Brief A: In the passage about the E=mc2 program, where are students' journals posted?
Brief B: In the passage about the E=mc2 program, rewrite the section from "Collaboration: a) We" to "can work together." with "partner" changed to "classmate".
Brief C: Extend the passage about the E=mc2 program's 5Cs, starting after its final sentence.

Source text:
· · ·

Communication: Opportunities to develop students’ communication skills are built into not only the curriculum, but the very structure of the program.  The E=mc2 program is not a class that meets regularly; communication with one’s coordinator must happen outside of channels that students are accustomed to, either through email/phone or by setting up in-person meetings.  The primary responsibility for communicating is put on the student.  Furthermore, the students are required to show their thinking, record their questions, reflect upon their research, and share their conclusions through a series of journals throughout the year that are posted on each student’s website.  Monthly self-designed assignments, which are meant to demonstrate progress, show use of the 5Cs, and communicate the importance of the student’s project to his or her stakeholders are also posted on their website.  Finally, after each semester, students participate in a symposium where they display their work to a wider audience and provoke thinking in the community.  

Creativity: In the E=mc2 program, creativity is synonymous with originality.  The program is designed to give students the freedom and flexibility to experiment with assignments, and this freedom has, over the life of the program, yielded many manifestations of creative originality.  We’ve had students experiment with digital design, paint on sheets of glass, construct a telescope, embody mathematical equations in music, write/draw picture books, write stand-up comedy, build robots, and manipulate gene sequences in worms.  By stressing the importance of originality and giving students the flexibility to find it, the structure of this program elicits greater variety of artistic expression and thought than any specific assignment could ever produce.

Collaboration: a) We often find that this can be the most difficult of our 5Cs for the students to appreciate.  They start out the year by thinking of their work as an “independent” research project.  However, inevitably, a point in the year is reached where the students start to come together.  As their analyses of their various topics go deeper, they begin to see the connections between their projects and naturally begin to reach out to each other for aid.  To encourage this process, coordinators create assignments that are designed to get the students looking at and questioning each other’s work, require that one self-designed assignment be done with a partner, and provide an environment where students can work together.

· · ·

Extracted data:
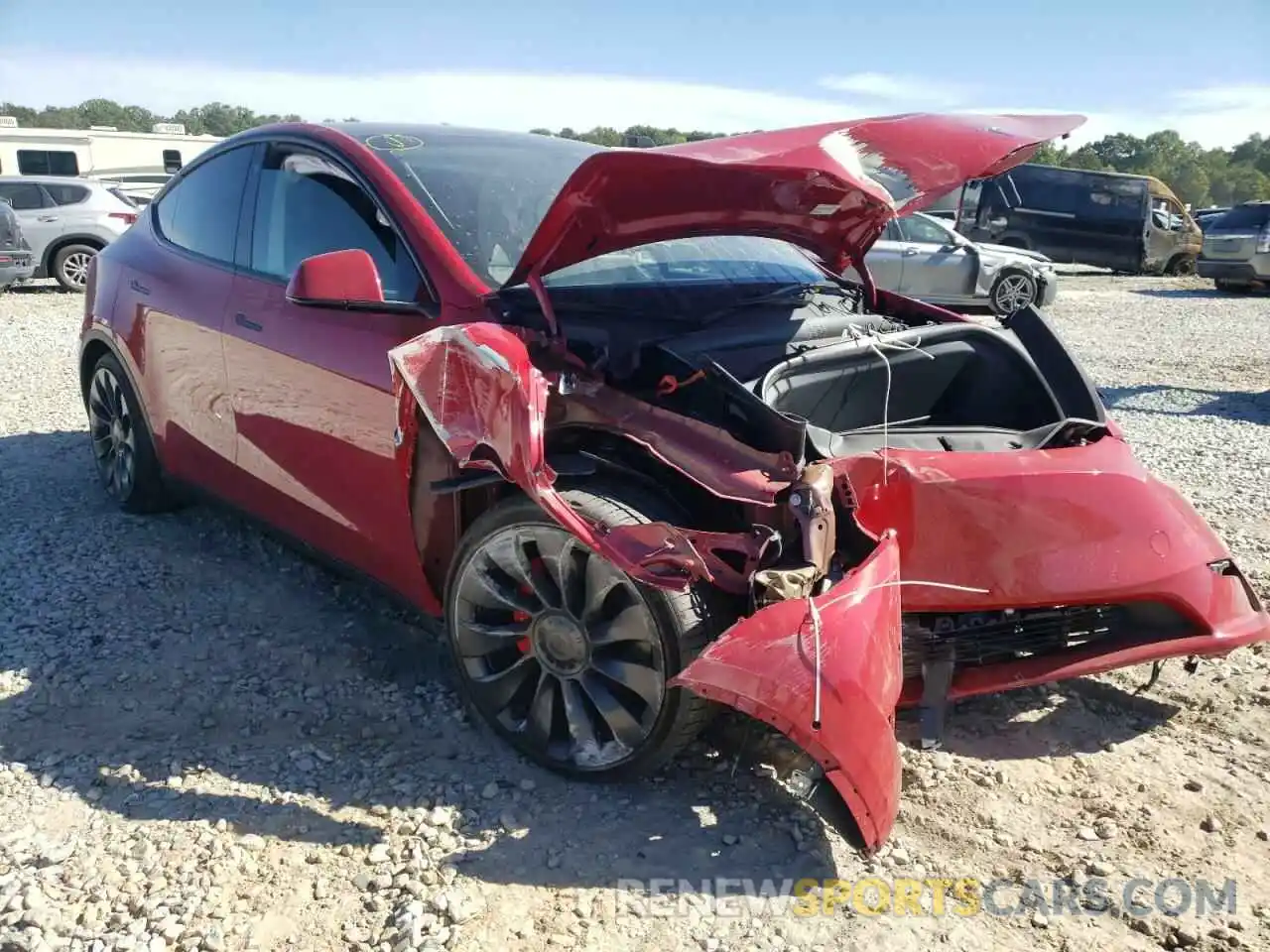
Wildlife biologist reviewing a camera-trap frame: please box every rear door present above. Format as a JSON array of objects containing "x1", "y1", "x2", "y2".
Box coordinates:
[
  {"x1": 893, "y1": 214, "x2": 979, "y2": 299},
  {"x1": 225, "y1": 144, "x2": 431, "y2": 591},
  {"x1": 119, "y1": 145, "x2": 257, "y2": 502},
  {"x1": 0, "y1": 180, "x2": 66, "y2": 262}
]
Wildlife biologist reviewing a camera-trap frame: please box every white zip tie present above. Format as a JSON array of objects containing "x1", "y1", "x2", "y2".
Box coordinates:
[
  {"x1": 807, "y1": 579, "x2": 988, "y2": 731},
  {"x1": 867, "y1": 332, "x2": 935, "y2": 486}
]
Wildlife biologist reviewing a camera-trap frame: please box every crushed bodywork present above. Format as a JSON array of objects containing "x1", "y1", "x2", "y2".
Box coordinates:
[{"x1": 389, "y1": 115, "x2": 1270, "y2": 848}]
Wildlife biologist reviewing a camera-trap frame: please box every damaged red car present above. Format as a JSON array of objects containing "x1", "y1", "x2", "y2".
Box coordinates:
[{"x1": 78, "y1": 114, "x2": 1270, "y2": 848}]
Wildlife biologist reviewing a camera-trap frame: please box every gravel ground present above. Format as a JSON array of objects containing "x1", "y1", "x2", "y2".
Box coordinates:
[{"x1": 0, "y1": 276, "x2": 1270, "y2": 952}]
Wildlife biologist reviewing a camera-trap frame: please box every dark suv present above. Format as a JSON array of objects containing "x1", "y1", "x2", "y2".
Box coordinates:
[{"x1": 1199, "y1": 202, "x2": 1270, "y2": 291}]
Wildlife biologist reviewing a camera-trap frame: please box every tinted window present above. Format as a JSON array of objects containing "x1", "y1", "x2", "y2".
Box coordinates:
[
  {"x1": 899, "y1": 216, "x2": 952, "y2": 245},
  {"x1": 251, "y1": 150, "x2": 421, "y2": 300},
  {"x1": 0, "y1": 181, "x2": 45, "y2": 212},
  {"x1": 155, "y1": 146, "x2": 254, "y2": 263},
  {"x1": 1208, "y1": 203, "x2": 1270, "y2": 231},
  {"x1": 45, "y1": 182, "x2": 89, "y2": 204},
  {"x1": 18, "y1": 149, "x2": 78, "y2": 176}
]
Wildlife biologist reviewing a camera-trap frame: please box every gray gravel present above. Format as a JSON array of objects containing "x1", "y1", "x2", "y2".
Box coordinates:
[{"x1": 0, "y1": 276, "x2": 1270, "y2": 952}]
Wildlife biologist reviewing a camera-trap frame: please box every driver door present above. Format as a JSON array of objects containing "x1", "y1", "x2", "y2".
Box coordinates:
[
  {"x1": 894, "y1": 214, "x2": 979, "y2": 299},
  {"x1": 225, "y1": 145, "x2": 431, "y2": 591},
  {"x1": 858, "y1": 218, "x2": 904, "y2": 291}
]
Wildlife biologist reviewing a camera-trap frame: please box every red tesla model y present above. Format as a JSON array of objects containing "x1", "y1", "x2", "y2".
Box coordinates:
[{"x1": 78, "y1": 114, "x2": 1270, "y2": 848}]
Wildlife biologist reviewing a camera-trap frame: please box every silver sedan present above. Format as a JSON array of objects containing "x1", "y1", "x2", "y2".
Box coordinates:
[{"x1": 848, "y1": 212, "x2": 1058, "y2": 314}]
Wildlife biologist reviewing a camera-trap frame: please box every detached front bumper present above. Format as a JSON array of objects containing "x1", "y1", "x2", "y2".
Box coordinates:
[
  {"x1": 834, "y1": 436, "x2": 1270, "y2": 704},
  {"x1": 672, "y1": 536, "x2": 901, "y2": 851}
]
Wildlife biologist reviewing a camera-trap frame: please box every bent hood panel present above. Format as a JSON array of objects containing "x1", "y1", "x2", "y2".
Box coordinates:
[
  {"x1": 671, "y1": 534, "x2": 902, "y2": 851},
  {"x1": 504, "y1": 113, "x2": 1084, "y2": 287}
]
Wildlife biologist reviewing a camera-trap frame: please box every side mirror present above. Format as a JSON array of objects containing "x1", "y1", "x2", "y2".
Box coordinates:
[{"x1": 287, "y1": 248, "x2": 384, "y2": 307}]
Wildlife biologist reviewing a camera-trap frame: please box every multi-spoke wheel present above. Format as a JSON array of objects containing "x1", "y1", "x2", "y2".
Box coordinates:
[
  {"x1": 990, "y1": 268, "x2": 1038, "y2": 317},
  {"x1": 445, "y1": 489, "x2": 715, "y2": 776},
  {"x1": 83, "y1": 354, "x2": 169, "y2": 513}
]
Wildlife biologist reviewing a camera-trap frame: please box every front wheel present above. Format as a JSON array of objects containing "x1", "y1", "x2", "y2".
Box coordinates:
[
  {"x1": 988, "y1": 268, "x2": 1039, "y2": 317},
  {"x1": 445, "y1": 486, "x2": 718, "y2": 779},
  {"x1": 54, "y1": 245, "x2": 96, "y2": 291}
]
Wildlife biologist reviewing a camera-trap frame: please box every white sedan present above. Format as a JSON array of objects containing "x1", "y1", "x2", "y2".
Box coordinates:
[{"x1": 847, "y1": 212, "x2": 1058, "y2": 314}]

· · ·

Task result A: On each student's website.

Task result B:
Collaboration: a) We often find that this can be the most difficult of our 5Cs for the students to appreciate.  They start out the year by thinking of their work as an “independent” research project.  However, inevitably, a point in the year is reached where the students start to come together.  As their analyses of their various topics go deeper, they begin to see the connections between their projects and naturally begin to reach out to each other for aid.  To encourage this process, coordinators create assignments that are designed to get the students looking at and questioning each other’s work, require that one self-designed assignment be done with a classmate, and provide an environment where students can work together.

Task result C:
b) We often remark that “we’re building the plane while we’re flying it.”  The E=mc2 program is constantly evolving to meet the needs of the students, shedding assignments and plans that don’t work, adding assignments and plans that are more purposeful, and allowing more flexibility and individuality for those who want it.  This process requires constant collaboration between the coordinators as we experiment with the curriculum and communicate to each other the different methods we’re trying and the results we’re getting.  Each coordinator has their respective strengths, and often we meet together to discuss and give feedback on specific aspects of each student’s work.
c) The students are taught to connect with others and view outside experts and professionals as resources that have the potential to significantly enhance their project.  The upper level of the program requires students to write a thesis over the course of the year, and, to that end, students must assemble thesis committees composed of community members (local attorneys, researchers, activists, and teachers) to help guide them in that process.  Our students use their community resources in other ways, too.  Currently, one student studying the role of computer science in our lives is teaching coding to elementary students, and another student studying neurological symptoms of Alzheimer's is working in a research lab at a local hospital.



Explain how your previous approach to teaching this information (identical or similar) was adapted to include 21st century skills. (Limit: 300 words)

The E=mc2 program began as a research-intensive information literacy class.  Emphasis was placed on identifying reliable sources of information and developing one’s research skills, especially crafting effective search queries, distilling relevant information, and assembling bibliographies of support.  The students were asked to create some sort of end product, in addition to their end-of-year speech, but these products were reminiscent of other school research projects: papers, displays, and simple presentations.

However, as the coordinators continued to study educational philosophy and came to more accurately understand the need this program was meant to fill, the structure and curriculum of the program changed.  Currently, the program’s goal is to help the students view their project’s claims as arguments requiring justification based on evidence and clear reasoning.  Research abilities are a necessary component of this justification process, but these skills are presented now as a purposeful step towards a more important end product.  In addition to research, we now stress the importance of the 5Cs: critical thinking in formulating and testing one’s conclusions, curiosity in being willing to explore related fields and consider alternative viewpoints, collaboration in finding new avenues for progress, creativity in exploring one’s topic and developing a novel approach to one’s central issue, and communication in presenting the results of one’s efforts to an audience of stakeholders.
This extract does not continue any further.